I'm embarking on a project to extract data from many sensor binary data files. There are many of them (~27 million total, ~1-3KB each) but they're well organized (by date on the file system; stored on 3 separate external USB drives). "Extracting" involves using its binary specification to read out specific bytefield values. I need to make all fields accessible because this could be the basis for GUI or database applications. I've done this in C# but am trying to do this in C (making it available for C++ as well - for GUI/DB apps).
I'm using this project to get into multithreading, to learn how to use pthreads and learn how different strategies for reading these files impact execution time. There are two approaches for bulk-parsing I can think of: (1) Each thread can read just selected fields across all assigned files; multiple threads are needed for multiple fields (2) Each thread reads all fields from all assigned files.
Some questions I have:
1. I don't do any GUI programming (looking into Qt atm) but once I parse data values, how do I make them available "as soon as they're parsed/real-time" to other applications (say a Qt program with a basic GUI to display plots of data or progress bar for data parsing)? I can have threads write to a file or a database table but file io is more expensive than working in-memory. Should I use TCP/IP, sockets, namedpipes, or some other interprocess communication mechanism to communicate parsed results?

Written problem => In the post about extracting data from sensor binary files, what are the files stored on?

Data lines =>
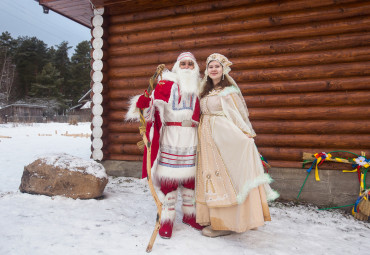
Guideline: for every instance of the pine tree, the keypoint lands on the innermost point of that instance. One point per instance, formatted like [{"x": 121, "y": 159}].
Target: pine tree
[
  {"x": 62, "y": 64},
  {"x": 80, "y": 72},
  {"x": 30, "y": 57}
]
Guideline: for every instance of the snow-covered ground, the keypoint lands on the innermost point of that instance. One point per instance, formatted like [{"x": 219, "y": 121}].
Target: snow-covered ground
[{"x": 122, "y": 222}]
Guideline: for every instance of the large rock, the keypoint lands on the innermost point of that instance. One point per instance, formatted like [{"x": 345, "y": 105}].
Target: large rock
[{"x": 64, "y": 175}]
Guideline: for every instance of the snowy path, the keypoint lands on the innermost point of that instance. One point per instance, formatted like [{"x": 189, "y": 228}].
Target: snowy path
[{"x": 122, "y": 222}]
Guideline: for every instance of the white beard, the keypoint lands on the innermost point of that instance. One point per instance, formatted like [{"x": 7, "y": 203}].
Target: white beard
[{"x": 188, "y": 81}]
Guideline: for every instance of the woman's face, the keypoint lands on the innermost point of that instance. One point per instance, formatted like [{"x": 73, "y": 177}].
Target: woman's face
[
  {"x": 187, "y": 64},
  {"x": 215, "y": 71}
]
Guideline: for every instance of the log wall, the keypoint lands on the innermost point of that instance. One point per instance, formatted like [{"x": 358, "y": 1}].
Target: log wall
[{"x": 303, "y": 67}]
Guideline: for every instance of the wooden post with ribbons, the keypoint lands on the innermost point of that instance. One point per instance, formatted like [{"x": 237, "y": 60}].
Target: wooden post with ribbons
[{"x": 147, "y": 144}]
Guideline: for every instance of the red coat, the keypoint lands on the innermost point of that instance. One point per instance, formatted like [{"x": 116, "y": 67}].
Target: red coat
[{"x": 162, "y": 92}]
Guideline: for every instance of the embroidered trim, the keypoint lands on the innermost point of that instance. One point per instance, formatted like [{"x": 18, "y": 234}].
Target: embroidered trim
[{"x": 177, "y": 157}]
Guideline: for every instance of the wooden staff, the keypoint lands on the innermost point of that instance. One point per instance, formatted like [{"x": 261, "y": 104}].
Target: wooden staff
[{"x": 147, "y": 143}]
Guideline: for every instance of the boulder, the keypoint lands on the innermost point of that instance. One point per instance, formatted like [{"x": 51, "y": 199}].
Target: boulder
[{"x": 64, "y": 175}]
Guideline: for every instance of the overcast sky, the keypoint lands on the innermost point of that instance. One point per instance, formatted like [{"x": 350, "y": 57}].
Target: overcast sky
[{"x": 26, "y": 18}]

...

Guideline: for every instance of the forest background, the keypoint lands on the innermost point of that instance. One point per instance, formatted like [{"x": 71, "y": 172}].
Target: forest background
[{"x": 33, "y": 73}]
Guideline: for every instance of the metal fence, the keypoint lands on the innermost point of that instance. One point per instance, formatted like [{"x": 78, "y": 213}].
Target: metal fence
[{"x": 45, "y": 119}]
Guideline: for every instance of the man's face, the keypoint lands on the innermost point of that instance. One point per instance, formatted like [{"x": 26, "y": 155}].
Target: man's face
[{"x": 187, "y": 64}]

...

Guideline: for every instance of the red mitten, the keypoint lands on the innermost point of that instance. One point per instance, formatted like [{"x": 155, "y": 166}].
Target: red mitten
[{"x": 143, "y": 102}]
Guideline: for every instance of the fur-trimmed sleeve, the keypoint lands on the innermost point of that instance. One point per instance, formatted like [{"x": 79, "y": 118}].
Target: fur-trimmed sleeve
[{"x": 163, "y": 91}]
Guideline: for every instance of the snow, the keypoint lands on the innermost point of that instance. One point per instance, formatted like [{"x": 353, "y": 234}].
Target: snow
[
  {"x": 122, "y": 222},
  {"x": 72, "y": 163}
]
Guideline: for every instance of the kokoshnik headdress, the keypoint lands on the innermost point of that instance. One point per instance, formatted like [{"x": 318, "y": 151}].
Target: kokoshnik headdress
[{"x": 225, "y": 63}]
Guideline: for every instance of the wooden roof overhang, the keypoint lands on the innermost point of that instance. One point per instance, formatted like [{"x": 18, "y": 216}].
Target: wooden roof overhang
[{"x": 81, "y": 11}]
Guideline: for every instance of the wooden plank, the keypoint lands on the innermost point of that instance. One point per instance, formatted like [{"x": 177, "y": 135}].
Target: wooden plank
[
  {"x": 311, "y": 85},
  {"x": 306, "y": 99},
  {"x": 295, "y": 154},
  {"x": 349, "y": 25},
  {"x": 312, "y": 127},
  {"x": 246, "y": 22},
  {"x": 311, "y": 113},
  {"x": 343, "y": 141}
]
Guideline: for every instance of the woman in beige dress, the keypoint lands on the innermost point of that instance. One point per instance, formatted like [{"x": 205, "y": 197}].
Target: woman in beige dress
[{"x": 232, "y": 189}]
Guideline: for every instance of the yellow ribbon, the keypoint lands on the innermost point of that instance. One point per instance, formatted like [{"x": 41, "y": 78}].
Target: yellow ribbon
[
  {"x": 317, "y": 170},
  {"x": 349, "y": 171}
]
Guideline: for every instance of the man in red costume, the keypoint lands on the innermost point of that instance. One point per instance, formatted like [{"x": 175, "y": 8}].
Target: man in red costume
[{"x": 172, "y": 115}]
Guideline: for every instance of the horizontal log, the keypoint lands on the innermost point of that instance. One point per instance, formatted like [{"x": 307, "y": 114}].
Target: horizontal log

Result of the exercise => Three separate external USB drives.